*SELECTED PASSAGE:*
Start of Block

He certainly had the room’s attention. There was praise for Daniel Levy, whom Leiweke said had built the new Tottenham Hotspur stadium for much less than it would cost now, just four years after it opened. There was a strong sense that whatever was being built in the US currently is on a size and scale that Europe struggles to imagine – but even so it is rushing to catch up.
Real Madrid have invested €900 million so far in a Santiago Bernabéu Stadium refit that gives it the same multi-use features as Spurs. AC Milan are pondering a new stadium on the outskirts of the city with similar capabilities. Inter Milan will have to move. Leiweke was pushing the buttons of his audience. Heritage sites. Venues that could not be replicated in terms of location or the associated tradition. All that was needed was investment in the hundreds of millions, or billions.
Todd Boehly was in attendance, and the question of the future of Stamford Bridge is now – as ever – a central issue for the new Chelsea ownership. Fenway Sports Group have just about rebuilt Anfield as a fine football stadium, if not a multi-use venue, notwithstanding recent issues with their contractor. Everton plough ahead with their new stadium despite their transfer austerity.
The stand-out on that list was Manchester United. Unlike all the others they have the same advantage as City – an extensive site that could perhaps accommodate a second venue. Yet they are nowhere. Locked in the never-ending cycle of the takeover that never happens, life is passing them by. It was, even by United’s standards, a disastrous week. After Mason Greenwood’s exit came Jadon Sancho in revolt. Then allegations piling up against Antony. Add to that accusations that the club had honoured a former coach of their affiliate women’s team who was a convicted sex abuser.
On weeks like this a new stadium, let alone a separate new arena, and all the attendant questions of finance and logistics, must feel like the last thing on the list for United. But the game moves fast. Ferran Soriano, the CFG chief executive, was working the room for the two days of the event in question, the European Club Association (ECA) general assembly, and it paid off. He was elected to the main board of the ECA, the organisation that effectively runs Uefa club competitions alongside Uefa.

End of Block

Saved data:
Start of Block

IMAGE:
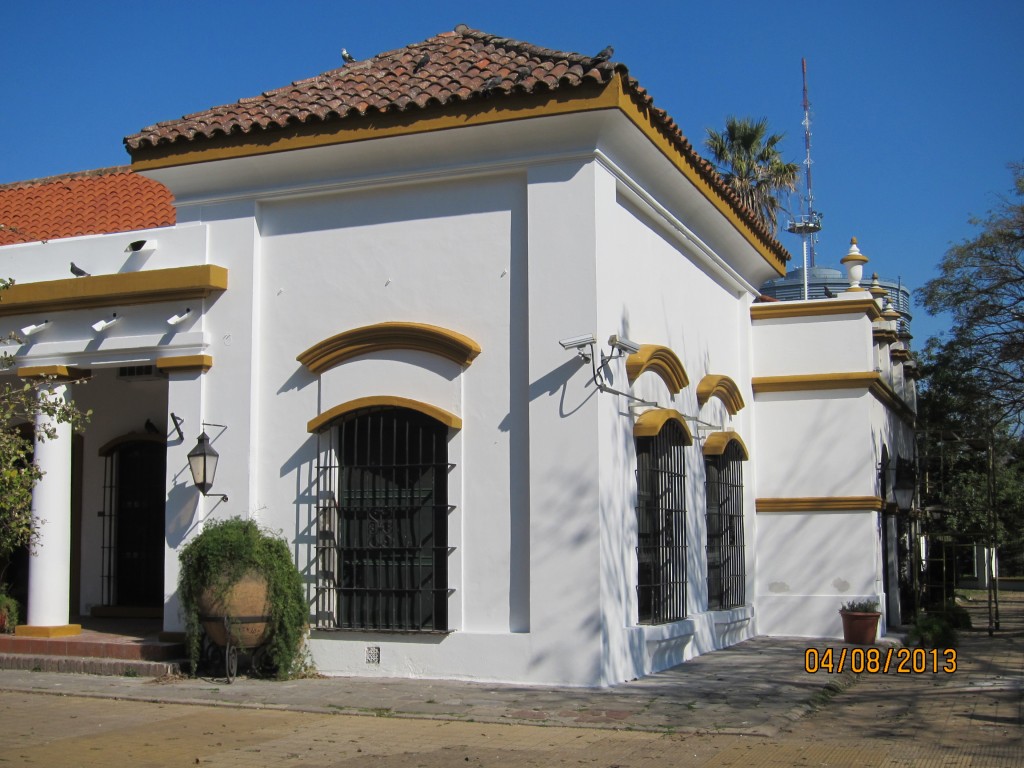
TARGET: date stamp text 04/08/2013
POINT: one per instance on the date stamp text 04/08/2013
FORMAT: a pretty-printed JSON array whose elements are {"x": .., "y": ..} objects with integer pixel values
[{"x": 881, "y": 660}]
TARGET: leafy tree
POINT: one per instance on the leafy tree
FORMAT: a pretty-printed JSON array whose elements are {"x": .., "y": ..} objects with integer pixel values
[
  {"x": 749, "y": 161},
  {"x": 19, "y": 404},
  {"x": 981, "y": 283}
]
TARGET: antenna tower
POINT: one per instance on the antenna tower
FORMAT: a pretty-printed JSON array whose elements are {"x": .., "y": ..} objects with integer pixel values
[{"x": 808, "y": 224}]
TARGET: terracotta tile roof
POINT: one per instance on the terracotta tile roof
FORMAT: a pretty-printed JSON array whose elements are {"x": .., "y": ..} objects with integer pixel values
[
  {"x": 111, "y": 200},
  {"x": 455, "y": 67}
]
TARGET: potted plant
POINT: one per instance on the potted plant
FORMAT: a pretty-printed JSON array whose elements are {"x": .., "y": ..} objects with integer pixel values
[
  {"x": 860, "y": 622},
  {"x": 236, "y": 570},
  {"x": 8, "y": 611}
]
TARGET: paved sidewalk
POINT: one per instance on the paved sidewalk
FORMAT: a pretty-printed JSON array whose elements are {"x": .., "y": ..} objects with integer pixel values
[{"x": 756, "y": 688}]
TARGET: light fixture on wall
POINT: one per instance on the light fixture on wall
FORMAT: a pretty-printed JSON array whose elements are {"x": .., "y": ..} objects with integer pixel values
[
  {"x": 105, "y": 324},
  {"x": 34, "y": 329},
  {"x": 137, "y": 245},
  {"x": 176, "y": 318},
  {"x": 203, "y": 462}
]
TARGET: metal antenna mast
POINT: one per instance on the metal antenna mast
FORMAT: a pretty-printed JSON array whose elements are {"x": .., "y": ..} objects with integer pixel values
[{"x": 809, "y": 222}]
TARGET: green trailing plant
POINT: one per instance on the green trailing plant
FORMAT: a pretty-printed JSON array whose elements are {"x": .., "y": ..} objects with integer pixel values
[
  {"x": 932, "y": 631},
  {"x": 221, "y": 555},
  {"x": 860, "y": 606},
  {"x": 9, "y": 608}
]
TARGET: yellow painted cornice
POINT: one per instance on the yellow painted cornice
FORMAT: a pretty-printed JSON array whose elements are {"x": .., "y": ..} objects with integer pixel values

End of Block

*WHAT TO WORK ON:*
A – In the football stadium passage, how much have Real Madrid invested so far in the Santiago Bernabéu Stadium refit?
B – Rewrite the paragraph of the football stadium passage that begins "The stand-out on that list" as a short bulleted list, keeping its main facts.

*SOLUTIONS TO EACH TASK:*
A – €900 million.

B –
- Manchester United stood out on that list.
- Like City, and unlike all the others, they have an extensive site that could perhaps hold a second venue.
- Yet they are nowhere, stuck in the endless cycle of a takeover that never happens.
- It was a disastrous week, even by United's standards:
  - Mason Greenwood's exit
  - Jadon Sancho in revolt
  - allegations piling up against Antony
  - accusations that the club had honored a former coach of its affiliate women's team who was a convicted sex abuser